SHORT EXERCISE => Tally how many lines of the records that follow contain the string "below", treating uppercase and lowercase as different. Reply with the number alone.

[Entries for pointing and labeling]
::::::::

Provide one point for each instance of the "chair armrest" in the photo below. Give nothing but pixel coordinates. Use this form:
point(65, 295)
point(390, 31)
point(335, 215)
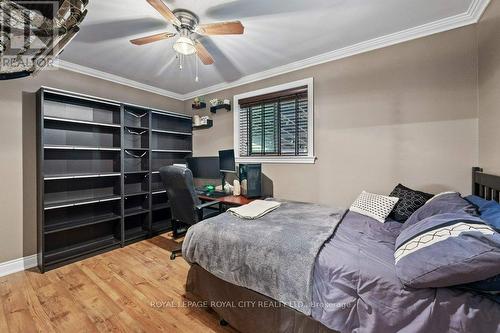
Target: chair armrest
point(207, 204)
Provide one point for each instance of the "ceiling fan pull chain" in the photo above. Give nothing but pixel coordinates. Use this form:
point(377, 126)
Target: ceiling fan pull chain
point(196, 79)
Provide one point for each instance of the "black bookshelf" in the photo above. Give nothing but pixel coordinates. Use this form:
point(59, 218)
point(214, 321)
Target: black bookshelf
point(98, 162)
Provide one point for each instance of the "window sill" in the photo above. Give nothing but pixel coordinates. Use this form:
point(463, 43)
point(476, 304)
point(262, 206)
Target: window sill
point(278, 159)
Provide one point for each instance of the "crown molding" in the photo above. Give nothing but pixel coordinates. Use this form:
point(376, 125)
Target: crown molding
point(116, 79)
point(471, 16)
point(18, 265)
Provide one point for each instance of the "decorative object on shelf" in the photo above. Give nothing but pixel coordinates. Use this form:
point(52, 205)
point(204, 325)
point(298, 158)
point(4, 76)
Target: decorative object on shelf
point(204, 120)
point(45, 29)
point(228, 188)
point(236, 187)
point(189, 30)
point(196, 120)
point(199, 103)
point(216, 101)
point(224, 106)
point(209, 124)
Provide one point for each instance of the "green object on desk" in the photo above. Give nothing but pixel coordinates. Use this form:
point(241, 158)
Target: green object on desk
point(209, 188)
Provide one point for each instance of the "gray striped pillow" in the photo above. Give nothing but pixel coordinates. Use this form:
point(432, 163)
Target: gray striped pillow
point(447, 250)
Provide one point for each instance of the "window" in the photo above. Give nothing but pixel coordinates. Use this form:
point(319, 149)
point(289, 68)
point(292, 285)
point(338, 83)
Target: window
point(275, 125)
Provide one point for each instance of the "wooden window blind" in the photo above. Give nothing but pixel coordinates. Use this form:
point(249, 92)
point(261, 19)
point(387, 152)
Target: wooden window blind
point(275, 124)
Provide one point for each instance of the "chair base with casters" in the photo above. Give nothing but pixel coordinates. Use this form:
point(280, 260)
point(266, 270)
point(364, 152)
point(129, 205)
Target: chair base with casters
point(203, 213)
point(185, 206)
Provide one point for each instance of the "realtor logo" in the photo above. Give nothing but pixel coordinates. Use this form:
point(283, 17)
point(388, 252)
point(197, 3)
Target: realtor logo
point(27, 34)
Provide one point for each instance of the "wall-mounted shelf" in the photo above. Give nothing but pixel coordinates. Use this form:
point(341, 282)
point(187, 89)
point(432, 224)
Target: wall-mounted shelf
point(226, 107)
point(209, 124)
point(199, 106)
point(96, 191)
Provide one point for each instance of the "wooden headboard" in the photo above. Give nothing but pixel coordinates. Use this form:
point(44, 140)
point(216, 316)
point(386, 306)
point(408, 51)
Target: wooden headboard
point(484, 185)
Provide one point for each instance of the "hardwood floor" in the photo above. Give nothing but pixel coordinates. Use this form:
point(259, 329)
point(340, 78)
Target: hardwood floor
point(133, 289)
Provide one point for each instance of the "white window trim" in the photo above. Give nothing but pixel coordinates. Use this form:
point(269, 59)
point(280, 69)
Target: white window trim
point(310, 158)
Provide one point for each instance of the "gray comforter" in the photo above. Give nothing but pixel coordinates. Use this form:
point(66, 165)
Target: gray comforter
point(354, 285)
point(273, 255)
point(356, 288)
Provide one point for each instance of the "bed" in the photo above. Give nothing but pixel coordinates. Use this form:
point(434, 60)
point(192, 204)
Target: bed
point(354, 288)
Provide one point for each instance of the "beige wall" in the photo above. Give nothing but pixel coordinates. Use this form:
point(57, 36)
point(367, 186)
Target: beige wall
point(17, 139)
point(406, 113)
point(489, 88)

::::::::

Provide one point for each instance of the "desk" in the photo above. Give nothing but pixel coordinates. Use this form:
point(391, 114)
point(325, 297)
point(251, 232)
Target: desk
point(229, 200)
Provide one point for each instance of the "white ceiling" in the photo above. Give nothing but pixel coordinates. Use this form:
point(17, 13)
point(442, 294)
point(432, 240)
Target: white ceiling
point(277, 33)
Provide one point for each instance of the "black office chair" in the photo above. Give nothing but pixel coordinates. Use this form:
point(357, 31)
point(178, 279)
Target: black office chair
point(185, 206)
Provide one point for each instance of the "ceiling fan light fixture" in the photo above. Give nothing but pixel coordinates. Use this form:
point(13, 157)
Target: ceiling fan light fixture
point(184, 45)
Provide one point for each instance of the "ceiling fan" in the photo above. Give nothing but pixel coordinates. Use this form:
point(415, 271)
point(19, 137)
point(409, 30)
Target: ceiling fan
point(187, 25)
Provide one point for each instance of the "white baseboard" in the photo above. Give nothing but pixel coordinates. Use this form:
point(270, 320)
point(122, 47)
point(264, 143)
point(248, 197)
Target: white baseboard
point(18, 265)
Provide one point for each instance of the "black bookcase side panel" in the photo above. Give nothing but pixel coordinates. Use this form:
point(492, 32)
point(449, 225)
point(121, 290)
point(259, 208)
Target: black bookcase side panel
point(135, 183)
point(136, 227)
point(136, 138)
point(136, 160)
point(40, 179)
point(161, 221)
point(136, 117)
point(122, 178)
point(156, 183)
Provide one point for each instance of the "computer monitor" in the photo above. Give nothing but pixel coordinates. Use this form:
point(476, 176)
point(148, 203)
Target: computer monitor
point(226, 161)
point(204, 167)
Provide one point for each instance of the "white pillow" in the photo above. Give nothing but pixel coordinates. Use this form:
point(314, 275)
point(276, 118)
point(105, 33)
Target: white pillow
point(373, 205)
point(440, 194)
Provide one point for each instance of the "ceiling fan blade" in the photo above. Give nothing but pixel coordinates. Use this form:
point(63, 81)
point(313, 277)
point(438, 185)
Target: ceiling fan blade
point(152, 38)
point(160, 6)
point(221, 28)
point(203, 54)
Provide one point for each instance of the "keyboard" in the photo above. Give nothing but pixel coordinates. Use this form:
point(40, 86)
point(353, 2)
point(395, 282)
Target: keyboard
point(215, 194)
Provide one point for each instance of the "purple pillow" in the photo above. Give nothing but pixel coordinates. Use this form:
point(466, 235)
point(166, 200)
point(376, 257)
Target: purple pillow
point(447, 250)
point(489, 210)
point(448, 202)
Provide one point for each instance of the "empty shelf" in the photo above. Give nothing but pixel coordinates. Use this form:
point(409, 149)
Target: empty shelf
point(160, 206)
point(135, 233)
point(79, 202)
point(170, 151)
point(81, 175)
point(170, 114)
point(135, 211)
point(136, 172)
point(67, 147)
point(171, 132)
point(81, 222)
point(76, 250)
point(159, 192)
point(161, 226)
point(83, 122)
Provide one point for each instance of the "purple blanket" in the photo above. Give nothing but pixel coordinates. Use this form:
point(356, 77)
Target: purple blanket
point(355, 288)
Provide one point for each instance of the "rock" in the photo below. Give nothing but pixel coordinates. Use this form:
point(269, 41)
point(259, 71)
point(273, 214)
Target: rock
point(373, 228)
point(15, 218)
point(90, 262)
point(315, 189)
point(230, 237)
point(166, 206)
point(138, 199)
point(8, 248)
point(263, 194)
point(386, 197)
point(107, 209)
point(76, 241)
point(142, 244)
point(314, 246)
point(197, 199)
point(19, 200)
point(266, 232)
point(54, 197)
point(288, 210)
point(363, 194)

::::::::

OUTPUT => 2